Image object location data
==*==
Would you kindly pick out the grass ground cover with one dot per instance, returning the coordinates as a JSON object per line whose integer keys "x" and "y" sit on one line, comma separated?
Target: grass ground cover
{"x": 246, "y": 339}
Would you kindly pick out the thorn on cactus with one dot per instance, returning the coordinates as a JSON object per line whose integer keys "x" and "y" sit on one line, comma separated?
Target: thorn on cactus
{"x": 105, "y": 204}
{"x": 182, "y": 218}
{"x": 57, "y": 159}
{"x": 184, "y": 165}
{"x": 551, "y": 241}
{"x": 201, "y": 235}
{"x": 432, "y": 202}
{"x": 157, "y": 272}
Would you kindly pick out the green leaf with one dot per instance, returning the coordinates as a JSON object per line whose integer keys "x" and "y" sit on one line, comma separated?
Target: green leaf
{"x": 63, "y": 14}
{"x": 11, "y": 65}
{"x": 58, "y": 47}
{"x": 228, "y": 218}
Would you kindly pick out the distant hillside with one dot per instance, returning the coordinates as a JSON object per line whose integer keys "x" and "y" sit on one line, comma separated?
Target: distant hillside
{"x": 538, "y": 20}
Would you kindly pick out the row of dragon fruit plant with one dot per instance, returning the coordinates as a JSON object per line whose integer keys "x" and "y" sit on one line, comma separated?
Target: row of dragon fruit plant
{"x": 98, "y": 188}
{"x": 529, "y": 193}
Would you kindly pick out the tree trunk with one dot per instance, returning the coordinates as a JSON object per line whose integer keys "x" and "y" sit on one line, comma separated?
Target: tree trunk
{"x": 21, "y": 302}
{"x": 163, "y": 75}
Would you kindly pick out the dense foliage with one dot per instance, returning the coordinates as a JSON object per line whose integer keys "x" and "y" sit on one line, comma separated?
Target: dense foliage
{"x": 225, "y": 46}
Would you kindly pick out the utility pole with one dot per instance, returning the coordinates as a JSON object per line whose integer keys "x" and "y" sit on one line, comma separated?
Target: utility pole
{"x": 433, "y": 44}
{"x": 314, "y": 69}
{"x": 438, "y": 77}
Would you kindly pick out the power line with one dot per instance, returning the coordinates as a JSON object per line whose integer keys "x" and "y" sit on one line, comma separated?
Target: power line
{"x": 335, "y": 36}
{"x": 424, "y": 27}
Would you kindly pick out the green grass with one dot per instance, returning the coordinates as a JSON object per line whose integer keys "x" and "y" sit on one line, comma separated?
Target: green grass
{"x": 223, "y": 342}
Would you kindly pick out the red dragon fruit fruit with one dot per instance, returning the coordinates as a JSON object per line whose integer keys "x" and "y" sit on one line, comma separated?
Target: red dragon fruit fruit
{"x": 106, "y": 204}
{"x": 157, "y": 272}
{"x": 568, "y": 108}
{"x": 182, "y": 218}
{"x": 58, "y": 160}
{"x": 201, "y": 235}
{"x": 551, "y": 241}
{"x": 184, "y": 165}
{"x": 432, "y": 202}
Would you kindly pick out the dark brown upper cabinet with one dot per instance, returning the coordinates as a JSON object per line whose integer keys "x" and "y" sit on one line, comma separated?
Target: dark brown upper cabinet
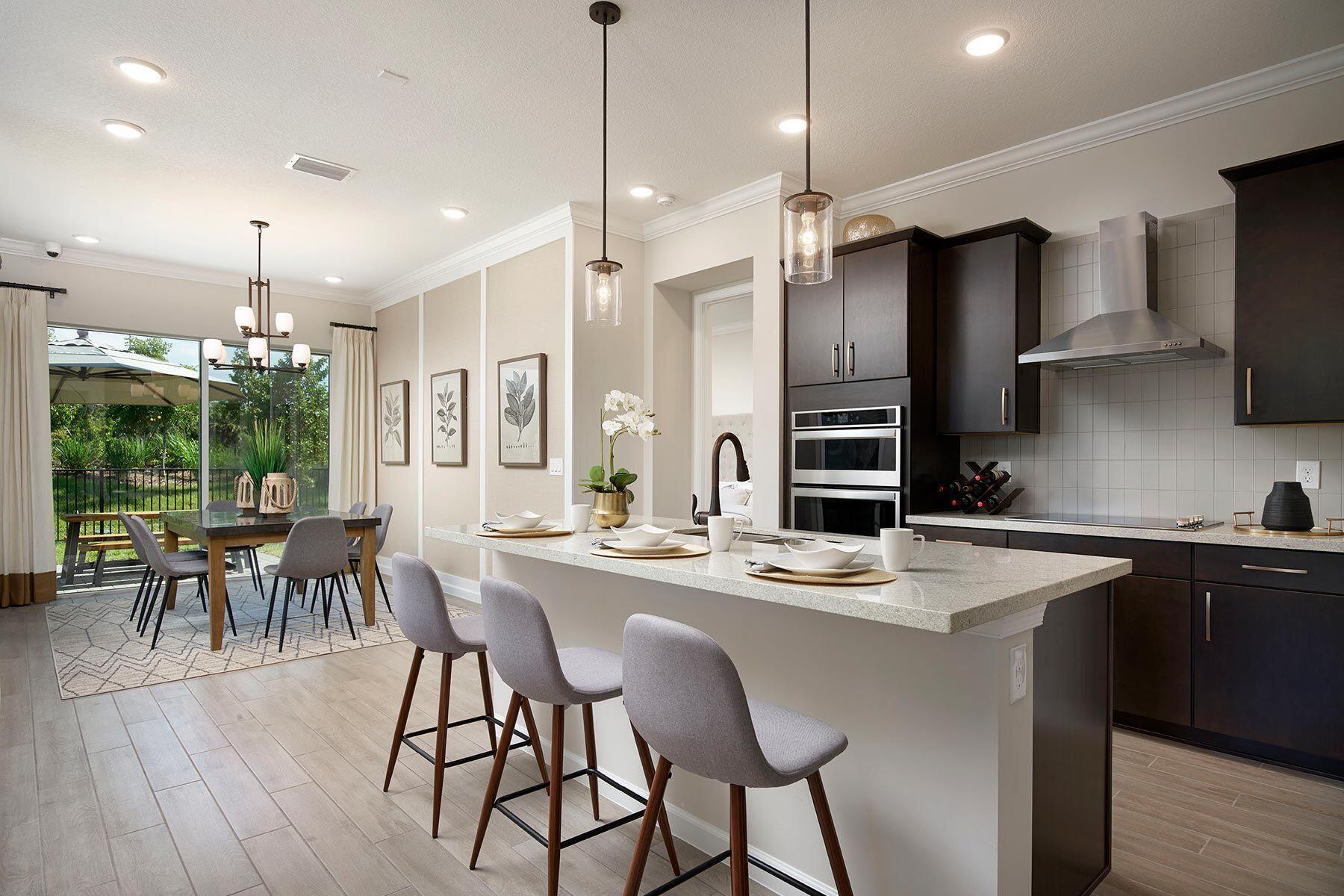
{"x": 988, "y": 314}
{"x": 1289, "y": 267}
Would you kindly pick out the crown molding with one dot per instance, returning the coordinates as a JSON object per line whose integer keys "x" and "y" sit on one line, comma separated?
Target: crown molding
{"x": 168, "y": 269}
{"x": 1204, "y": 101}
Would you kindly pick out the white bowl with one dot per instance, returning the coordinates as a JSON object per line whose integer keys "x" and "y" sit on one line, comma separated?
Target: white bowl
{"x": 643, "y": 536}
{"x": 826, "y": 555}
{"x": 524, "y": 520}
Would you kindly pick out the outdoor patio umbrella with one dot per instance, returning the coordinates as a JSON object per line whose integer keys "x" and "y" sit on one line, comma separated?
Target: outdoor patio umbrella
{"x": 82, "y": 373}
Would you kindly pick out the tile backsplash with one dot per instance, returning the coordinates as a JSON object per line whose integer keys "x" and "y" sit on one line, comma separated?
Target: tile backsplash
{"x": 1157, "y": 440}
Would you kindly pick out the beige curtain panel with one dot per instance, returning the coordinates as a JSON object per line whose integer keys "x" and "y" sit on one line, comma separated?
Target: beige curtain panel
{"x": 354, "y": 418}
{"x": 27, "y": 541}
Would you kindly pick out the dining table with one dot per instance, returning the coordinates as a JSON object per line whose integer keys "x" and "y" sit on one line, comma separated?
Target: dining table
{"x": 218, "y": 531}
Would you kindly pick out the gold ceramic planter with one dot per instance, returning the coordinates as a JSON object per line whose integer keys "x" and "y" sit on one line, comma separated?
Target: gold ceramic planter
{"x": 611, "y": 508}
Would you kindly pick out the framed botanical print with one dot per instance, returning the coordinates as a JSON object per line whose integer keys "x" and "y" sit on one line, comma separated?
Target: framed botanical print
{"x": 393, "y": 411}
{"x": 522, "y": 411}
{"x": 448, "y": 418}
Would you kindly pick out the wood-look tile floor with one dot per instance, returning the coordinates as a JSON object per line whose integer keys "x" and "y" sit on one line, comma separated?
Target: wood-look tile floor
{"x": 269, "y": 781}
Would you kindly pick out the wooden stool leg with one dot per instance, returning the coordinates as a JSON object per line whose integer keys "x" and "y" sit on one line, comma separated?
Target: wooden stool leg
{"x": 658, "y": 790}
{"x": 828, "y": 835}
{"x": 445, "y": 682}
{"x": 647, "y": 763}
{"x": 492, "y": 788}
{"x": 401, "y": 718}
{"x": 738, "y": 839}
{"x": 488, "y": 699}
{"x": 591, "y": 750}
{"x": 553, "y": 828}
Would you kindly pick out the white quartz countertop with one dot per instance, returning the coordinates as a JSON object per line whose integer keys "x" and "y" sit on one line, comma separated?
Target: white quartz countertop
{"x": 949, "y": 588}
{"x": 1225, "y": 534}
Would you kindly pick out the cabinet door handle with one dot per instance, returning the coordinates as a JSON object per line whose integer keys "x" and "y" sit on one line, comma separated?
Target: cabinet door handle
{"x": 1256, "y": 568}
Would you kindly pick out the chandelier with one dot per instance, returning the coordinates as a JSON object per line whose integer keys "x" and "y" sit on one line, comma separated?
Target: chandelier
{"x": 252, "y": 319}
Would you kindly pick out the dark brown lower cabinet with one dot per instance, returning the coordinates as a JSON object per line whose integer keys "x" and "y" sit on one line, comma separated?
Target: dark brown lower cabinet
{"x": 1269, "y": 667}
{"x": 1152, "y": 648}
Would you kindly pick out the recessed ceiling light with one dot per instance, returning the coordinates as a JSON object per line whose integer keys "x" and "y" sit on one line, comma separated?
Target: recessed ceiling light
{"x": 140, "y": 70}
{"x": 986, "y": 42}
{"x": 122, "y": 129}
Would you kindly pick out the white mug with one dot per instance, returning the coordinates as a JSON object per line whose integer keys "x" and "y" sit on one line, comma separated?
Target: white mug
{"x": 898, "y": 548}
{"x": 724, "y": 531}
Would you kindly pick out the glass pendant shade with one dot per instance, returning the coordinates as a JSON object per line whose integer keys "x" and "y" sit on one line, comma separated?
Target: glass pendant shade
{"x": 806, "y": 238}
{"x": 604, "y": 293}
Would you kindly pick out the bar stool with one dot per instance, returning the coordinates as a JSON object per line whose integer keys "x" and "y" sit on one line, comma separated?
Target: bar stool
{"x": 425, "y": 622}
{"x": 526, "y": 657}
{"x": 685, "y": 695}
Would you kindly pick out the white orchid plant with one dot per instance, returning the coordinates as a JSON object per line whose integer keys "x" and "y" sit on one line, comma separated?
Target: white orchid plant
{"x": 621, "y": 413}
==*==
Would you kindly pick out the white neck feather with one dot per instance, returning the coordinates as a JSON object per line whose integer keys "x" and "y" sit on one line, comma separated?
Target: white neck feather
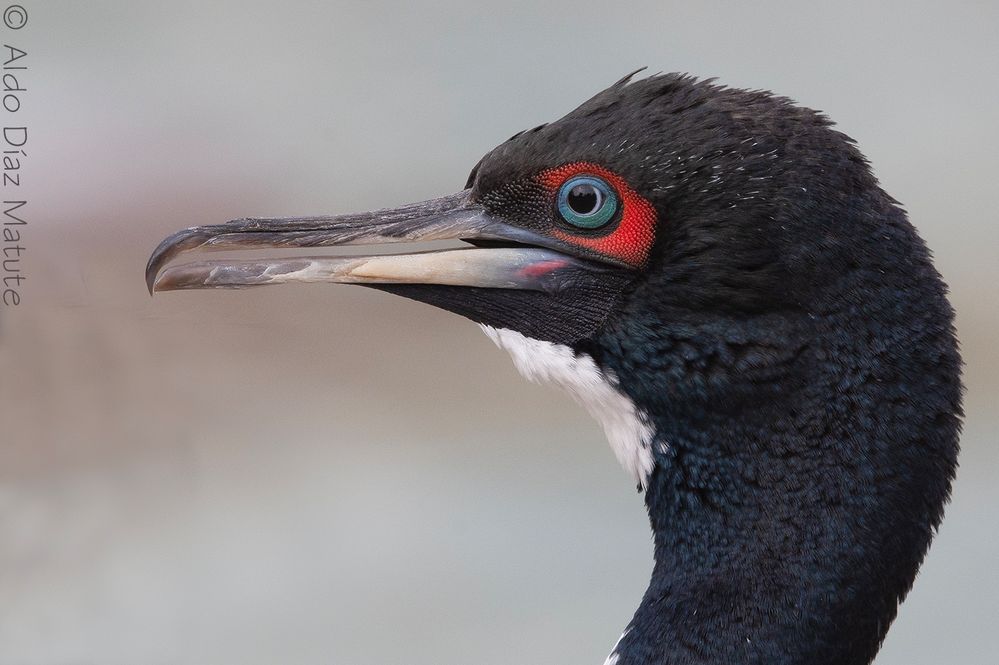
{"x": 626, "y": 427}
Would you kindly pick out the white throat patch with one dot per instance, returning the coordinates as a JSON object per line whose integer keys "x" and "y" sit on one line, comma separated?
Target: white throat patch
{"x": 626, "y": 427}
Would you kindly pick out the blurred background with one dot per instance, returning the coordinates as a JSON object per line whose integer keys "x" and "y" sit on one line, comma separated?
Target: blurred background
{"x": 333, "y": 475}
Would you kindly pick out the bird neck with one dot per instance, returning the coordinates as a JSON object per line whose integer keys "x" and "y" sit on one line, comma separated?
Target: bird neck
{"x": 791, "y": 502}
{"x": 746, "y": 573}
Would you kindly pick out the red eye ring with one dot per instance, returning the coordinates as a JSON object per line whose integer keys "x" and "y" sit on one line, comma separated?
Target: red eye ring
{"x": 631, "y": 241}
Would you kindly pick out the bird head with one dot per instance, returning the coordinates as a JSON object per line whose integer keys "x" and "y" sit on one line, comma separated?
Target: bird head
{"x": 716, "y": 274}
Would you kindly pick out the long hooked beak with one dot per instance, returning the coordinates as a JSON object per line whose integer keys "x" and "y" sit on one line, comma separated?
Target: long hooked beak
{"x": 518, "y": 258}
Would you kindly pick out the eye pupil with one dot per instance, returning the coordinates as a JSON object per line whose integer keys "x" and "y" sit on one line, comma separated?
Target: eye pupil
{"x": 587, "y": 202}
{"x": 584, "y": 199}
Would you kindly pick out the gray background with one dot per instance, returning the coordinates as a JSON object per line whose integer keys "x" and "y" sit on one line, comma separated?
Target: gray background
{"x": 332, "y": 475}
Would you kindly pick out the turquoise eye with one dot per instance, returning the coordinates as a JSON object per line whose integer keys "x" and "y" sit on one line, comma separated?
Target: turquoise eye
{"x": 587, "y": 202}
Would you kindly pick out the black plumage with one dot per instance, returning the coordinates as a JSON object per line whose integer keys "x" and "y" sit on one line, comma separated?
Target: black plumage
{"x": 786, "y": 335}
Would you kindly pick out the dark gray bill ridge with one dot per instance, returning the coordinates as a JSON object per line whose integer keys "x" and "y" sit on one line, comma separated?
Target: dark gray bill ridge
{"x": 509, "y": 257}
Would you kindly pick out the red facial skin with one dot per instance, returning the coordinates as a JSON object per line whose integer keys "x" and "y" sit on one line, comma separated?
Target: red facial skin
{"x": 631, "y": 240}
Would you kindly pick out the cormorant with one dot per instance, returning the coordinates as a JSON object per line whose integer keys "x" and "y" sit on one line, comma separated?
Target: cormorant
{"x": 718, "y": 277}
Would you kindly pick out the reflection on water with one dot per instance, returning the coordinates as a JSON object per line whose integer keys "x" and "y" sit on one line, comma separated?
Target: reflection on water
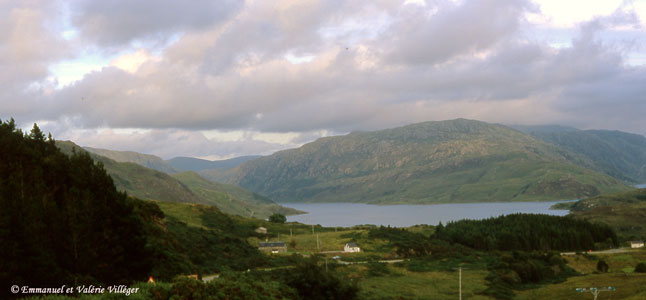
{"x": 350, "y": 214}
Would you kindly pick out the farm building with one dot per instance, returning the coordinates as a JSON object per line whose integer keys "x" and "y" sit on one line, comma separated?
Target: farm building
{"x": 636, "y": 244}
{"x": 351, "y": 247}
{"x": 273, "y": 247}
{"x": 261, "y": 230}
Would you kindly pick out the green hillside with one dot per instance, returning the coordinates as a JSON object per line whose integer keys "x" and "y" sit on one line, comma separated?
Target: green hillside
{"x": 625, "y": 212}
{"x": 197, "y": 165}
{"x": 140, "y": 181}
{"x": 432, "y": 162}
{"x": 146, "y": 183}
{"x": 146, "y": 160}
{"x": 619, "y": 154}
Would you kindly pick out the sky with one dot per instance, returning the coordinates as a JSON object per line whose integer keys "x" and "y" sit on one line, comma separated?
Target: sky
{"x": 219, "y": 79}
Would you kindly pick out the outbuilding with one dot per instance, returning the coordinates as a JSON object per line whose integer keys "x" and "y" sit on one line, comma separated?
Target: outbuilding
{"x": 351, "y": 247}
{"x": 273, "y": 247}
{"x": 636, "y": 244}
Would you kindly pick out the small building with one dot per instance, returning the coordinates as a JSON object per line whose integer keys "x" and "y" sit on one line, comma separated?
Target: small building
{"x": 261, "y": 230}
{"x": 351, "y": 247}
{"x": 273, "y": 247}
==*==
Requirements:
Select each line in the data above that contains the string "framed", and copy those lines.

Result:
Would you kindly pick out the framed botanical print with one dot per instance, returning the coordinates as a JSON object per line whose integer keys "x" and "y" sit on one line, comma separated?
Target: framed botanical print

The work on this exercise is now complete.